**Instructions to follow**. For the entries below, how many lines contain the word "hair"? Reply with the number and nothing else.

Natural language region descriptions
►
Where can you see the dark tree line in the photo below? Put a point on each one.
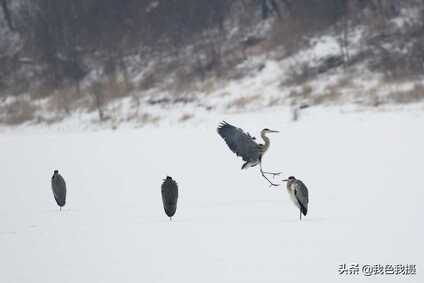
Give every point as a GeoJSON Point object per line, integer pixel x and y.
{"type": "Point", "coordinates": [63, 35]}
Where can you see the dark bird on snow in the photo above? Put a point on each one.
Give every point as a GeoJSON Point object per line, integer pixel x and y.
{"type": "Point", "coordinates": [169, 196]}
{"type": "Point", "coordinates": [299, 194]}
{"type": "Point", "coordinates": [244, 145]}
{"type": "Point", "coordinates": [59, 189]}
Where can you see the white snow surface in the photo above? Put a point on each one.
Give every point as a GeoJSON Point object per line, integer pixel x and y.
{"type": "Point", "coordinates": [363, 171]}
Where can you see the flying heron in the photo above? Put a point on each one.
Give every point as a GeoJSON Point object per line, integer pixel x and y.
{"type": "Point", "coordinates": [59, 189]}
{"type": "Point", "coordinates": [169, 196]}
{"type": "Point", "coordinates": [299, 194]}
{"type": "Point", "coordinates": [244, 145]}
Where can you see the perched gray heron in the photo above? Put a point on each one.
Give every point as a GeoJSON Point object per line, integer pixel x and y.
{"type": "Point", "coordinates": [169, 196]}
{"type": "Point", "coordinates": [59, 189]}
{"type": "Point", "coordinates": [299, 194]}
{"type": "Point", "coordinates": [244, 145]}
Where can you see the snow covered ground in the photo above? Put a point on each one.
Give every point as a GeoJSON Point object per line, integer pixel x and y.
{"type": "Point", "coordinates": [363, 171]}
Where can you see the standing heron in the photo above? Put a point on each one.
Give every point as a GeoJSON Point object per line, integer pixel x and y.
{"type": "Point", "coordinates": [244, 145]}
{"type": "Point", "coordinates": [299, 194]}
{"type": "Point", "coordinates": [169, 196]}
{"type": "Point", "coordinates": [59, 189]}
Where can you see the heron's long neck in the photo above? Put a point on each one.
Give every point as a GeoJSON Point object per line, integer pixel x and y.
{"type": "Point", "coordinates": [266, 142]}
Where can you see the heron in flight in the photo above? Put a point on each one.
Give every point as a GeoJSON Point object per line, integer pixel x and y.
{"type": "Point", "coordinates": [299, 194]}
{"type": "Point", "coordinates": [169, 191]}
{"type": "Point", "coordinates": [59, 189]}
{"type": "Point", "coordinates": [244, 145]}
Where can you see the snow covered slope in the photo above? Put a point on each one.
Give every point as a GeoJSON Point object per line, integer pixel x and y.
{"type": "Point", "coordinates": [363, 171]}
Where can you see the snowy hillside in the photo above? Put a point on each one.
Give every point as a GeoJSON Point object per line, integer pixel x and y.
{"type": "Point", "coordinates": [363, 171]}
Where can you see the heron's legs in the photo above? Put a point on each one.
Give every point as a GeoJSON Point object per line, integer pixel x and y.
{"type": "Point", "coordinates": [263, 175]}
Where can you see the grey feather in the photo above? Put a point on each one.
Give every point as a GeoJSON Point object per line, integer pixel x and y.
{"type": "Point", "coordinates": [301, 193]}
{"type": "Point", "coordinates": [169, 191]}
{"type": "Point", "coordinates": [239, 142]}
{"type": "Point", "coordinates": [59, 189]}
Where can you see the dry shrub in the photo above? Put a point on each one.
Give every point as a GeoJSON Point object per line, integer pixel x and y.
{"type": "Point", "coordinates": [148, 82]}
{"type": "Point", "coordinates": [186, 117]}
{"type": "Point", "coordinates": [330, 96]}
{"type": "Point", "coordinates": [405, 97]}
{"type": "Point", "coordinates": [18, 112]}
{"type": "Point", "coordinates": [147, 118]}
{"type": "Point", "coordinates": [303, 94]}
{"type": "Point", "coordinates": [299, 74]}
{"type": "Point", "coordinates": [62, 101]}
{"type": "Point", "coordinates": [288, 34]}
{"type": "Point", "coordinates": [42, 91]}
{"type": "Point", "coordinates": [242, 102]}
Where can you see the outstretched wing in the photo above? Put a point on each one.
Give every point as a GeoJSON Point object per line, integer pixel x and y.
{"type": "Point", "coordinates": [301, 193]}
{"type": "Point", "coordinates": [239, 142]}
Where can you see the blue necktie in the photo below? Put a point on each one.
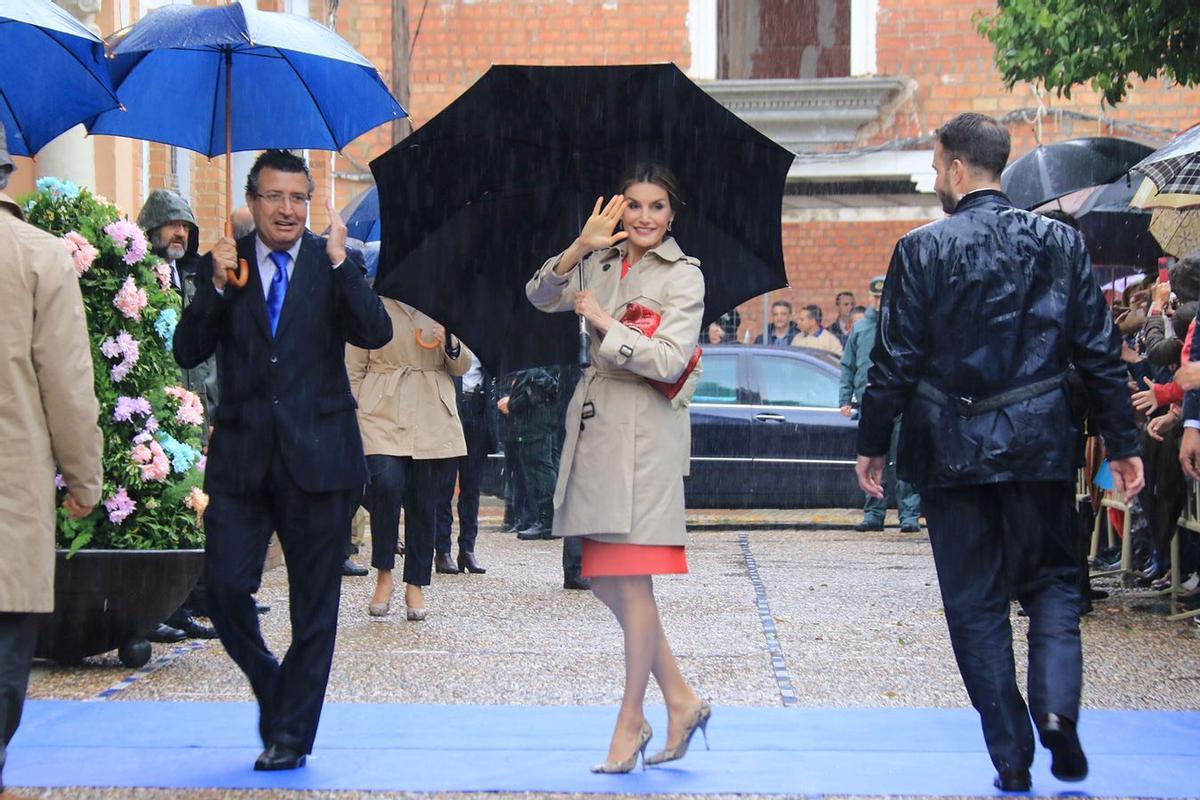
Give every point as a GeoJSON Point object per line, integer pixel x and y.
{"type": "Point", "coordinates": [279, 288]}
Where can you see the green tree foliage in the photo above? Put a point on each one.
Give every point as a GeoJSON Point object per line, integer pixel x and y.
{"type": "Point", "coordinates": [1103, 43]}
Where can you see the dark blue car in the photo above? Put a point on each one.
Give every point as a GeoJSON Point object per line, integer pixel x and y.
{"type": "Point", "coordinates": [767, 431]}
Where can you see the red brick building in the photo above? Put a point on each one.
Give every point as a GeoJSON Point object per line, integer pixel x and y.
{"type": "Point", "coordinates": [853, 86]}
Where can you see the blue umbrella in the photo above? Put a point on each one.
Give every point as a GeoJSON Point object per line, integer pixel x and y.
{"type": "Point", "coordinates": [227, 79]}
{"type": "Point", "coordinates": [291, 82]}
{"type": "Point", "coordinates": [53, 73]}
{"type": "Point", "coordinates": [361, 216]}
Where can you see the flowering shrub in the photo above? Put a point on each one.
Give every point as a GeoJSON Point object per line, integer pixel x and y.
{"type": "Point", "coordinates": [153, 463]}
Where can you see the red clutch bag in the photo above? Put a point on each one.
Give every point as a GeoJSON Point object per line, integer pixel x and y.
{"type": "Point", "coordinates": [646, 320]}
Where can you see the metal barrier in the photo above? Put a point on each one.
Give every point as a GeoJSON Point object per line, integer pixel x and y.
{"type": "Point", "coordinates": [1189, 519]}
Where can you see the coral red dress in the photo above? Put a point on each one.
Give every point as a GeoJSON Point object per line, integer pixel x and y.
{"type": "Point", "coordinates": [611, 559]}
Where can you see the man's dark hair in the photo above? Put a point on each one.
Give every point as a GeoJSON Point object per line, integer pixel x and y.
{"type": "Point", "coordinates": [283, 161]}
{"type": "Point", "coordinates": [978, 140]}
{"type": "Point", "coordinates": [1059, 215]}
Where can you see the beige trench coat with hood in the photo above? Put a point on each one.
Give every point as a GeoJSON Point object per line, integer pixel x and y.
{"type": "Point", "coordinates": [621, 477]}
{"type": "Point", "coordinates": [48, 410]}
{"type": "Point", "coordinates": [406, 392]}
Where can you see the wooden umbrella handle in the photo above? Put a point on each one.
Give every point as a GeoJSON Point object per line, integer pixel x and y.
{"type": "Point", "coordinates": [427, 346]}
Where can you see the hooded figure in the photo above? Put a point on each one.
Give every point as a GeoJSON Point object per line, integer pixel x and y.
{"type": "Point", "coordinates": [163, 206]}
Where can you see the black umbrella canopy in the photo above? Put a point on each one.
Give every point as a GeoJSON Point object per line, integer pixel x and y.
{"type": "Point", "coordinates": [1116, 234]}
{"type": "Point", "coordinates": [478, 198]}
{"type": "Point", "coordinates": [1053, 170]}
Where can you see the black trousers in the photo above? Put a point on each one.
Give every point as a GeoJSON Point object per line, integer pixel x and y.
{"type": "Point", "coordinates": [18, 635]}
{"type": "Point", "coordinates": [417, 486]}
{"type": "Point", "coordinates": [991, 543]}
{"type": "Point", "coordinates": [312, 529]}
{"type": "Point", "coordinates": [469, 471]}
{"type": "Point", "coordinates": [539, 471]}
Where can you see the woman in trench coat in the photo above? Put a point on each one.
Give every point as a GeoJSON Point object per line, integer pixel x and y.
{"type": "Point", "coordinates": [412, 438]}
{"type": "Point", "coordinates": [627, 446]}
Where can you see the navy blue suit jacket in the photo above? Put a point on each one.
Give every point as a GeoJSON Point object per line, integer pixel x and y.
{"type": "Point", "coordinates": [288, 392]}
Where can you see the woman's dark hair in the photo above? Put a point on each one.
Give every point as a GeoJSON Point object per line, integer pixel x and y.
{"type": "Point", "coordinates": [659, 175]}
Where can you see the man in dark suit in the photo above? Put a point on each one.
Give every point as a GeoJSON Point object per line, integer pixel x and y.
{"type": "Point", "coordinates": [984, 316]}
{"type": "Point", "coordinates": [286, 453]}
{"type": "Point", "coordinates": [475, 394]}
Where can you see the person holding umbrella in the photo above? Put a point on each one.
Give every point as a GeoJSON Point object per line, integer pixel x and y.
{"type": "Point", "coordinates": [285, 453]}
{"type": "Point", "coordinates": [627, 446]}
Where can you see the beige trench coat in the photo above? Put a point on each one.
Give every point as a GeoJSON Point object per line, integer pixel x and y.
{"type": "Point", "coordinates": [621, 477]}
{"type": "Point", "coordinates": [48, 410]}
{"type": "Point", "coordinates": [406, 392]}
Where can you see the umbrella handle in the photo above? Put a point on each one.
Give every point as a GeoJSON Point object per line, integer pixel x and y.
{"type": "Point", "coordinates": [429, 346]}
{"type": "Point", "coordinates": [241, 275]}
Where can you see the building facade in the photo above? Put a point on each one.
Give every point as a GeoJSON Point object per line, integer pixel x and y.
{"type": "Point", "coordinates": [855, 86]}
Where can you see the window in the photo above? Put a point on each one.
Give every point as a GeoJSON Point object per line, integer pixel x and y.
{"type": "Point", "coordinates": [790, 382]}
{"type": "Point", "coordinates": [719, 380]}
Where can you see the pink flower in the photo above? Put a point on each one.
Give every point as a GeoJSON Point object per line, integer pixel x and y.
{"type": "Point", "coordinates": [190, 409]}
{"type": "Point", "coordinates": [81, 250]}
{"type": "Point", "coordinates": [126, 407]}
{"type": "Point", "coordinates": [129, 236]}
{"type": "Point", "coordinates": [131, 300]}
{"type": "Point", "coordinates": [159, 467]}
{"type": "Point", "coordinates": [141, 455]}
{"type": "Point", "coordinates": [124, 347]}
{"type": "Point", "coordinates": [119, 506]}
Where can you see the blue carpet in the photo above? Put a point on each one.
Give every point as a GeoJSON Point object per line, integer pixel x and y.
{"type": "Point", "coordinates": [550, 749]}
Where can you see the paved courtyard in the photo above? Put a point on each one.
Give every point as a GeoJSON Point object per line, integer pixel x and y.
{"type": "Point", "coordinates": [781, 608]}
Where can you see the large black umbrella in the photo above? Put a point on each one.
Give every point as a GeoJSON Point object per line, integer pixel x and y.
{"type": "Point", "coordinates": [1116, 234]}
{"type": "Point", "coordinates": [1053, 170]}
{"type": "Point", "coordinates": [479, 197]}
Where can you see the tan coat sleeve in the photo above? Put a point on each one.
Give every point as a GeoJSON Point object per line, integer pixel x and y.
{"type": "Point", "coordinates": [357, 367]}
{"type": "Point", "coordinates": [664, 355]}
{"type": "Point", "coordinates": [61, 354]}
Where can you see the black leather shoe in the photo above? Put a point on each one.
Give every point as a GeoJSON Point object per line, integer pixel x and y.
{"type": "Point", "coordinates": [468, 563]}
{"type": "Point", "coordinates": [1057, 734]}
{"type": "Point", "coordinates": [197, 630]}
{"type": "Point", "coordinates": [166, 635]}
{"type": "Point", "coordinates": [277, 757]}
{"type": "Point", "coordinates": [352, 570]}
{"type": "Point", "coordinates": [1013, 781]}
{"type": "Point", "coordinates": [537, 530]}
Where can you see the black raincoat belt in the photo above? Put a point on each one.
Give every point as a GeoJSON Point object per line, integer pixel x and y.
{"type": "Point", "coordinates": [973, 407]}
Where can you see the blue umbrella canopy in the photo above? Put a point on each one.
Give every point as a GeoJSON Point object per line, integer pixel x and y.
{"type": "Point", "coordinates": [53, 73]}
{"type": "Point", "coordinates": [294, 83]}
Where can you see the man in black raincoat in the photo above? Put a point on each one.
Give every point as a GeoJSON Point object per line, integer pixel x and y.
{"type": "Point", "coordinates": [984, 313]}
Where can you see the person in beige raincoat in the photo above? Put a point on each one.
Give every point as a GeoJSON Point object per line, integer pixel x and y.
{"type": "Point", "coordinates": [627, 447]}
{"type": "Point", "coordinates": [412, 438]}
{"type": "Point", "coordinates": [48, 416]}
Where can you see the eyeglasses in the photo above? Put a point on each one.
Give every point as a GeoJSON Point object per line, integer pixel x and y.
{"type": "Point", "coordinates": [276, 198]}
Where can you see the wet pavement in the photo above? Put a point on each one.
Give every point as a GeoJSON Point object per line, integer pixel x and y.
{"type": "Point", "coordinates": [780, 608]}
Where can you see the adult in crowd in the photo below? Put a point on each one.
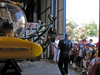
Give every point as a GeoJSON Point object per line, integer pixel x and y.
{"type": "Point", "coordinates": [56, 50]}
{"type": "Point", "coordinates": [65, 46]}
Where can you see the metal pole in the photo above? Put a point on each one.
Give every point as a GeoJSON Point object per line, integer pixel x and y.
{"type": "Point", "coordinates": [64, 18]}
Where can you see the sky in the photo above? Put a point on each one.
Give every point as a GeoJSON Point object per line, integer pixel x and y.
{"type": "Point", "coordinates": [83, 10]}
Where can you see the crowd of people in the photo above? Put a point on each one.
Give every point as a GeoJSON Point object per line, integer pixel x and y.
{"type": "Point", "coordinates": [81, 53]}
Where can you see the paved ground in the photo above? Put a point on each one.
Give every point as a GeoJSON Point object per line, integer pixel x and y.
{"type": "Point", "coordinates": [43, 67]}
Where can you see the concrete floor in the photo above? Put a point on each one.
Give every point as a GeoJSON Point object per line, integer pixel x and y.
{"type": "Point", "coordinates": [45, 67]}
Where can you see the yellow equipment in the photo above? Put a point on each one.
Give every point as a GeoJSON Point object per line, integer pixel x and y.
{"type": "Point", "coordinates": [15, 48]}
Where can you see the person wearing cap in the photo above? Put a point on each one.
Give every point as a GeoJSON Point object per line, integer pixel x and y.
{"type": "Point", "coordinates": [64, 46]}
{"type": "Point", "coordinates": [88, 56]}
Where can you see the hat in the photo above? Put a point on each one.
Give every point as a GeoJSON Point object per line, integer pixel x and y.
{"type": "Point", "coordinates": [88, 44]}
{"type": "Point", "coordinates": [93, 44]}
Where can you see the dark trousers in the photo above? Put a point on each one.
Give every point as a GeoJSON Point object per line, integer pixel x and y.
{"type": "Point", "coordinates": [63, 62]}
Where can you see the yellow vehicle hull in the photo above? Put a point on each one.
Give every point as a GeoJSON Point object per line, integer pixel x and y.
{"type": "Point", "coordinates": [15, 48]}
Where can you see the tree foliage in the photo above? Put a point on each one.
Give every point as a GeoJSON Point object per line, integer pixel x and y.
{"type": "Point", "coordinates": [91, 28]}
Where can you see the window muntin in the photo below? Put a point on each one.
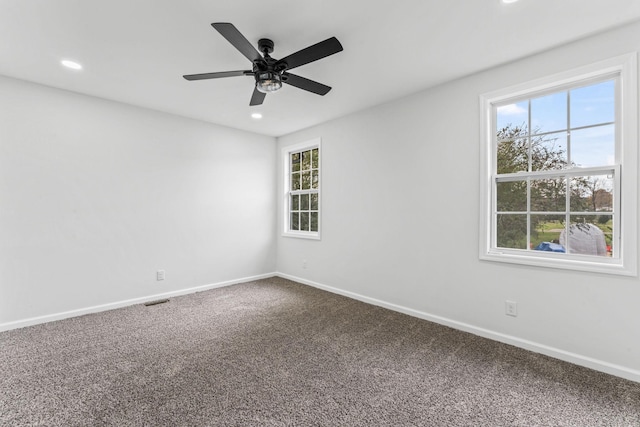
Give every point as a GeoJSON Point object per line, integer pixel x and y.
◄
**Reply**. 2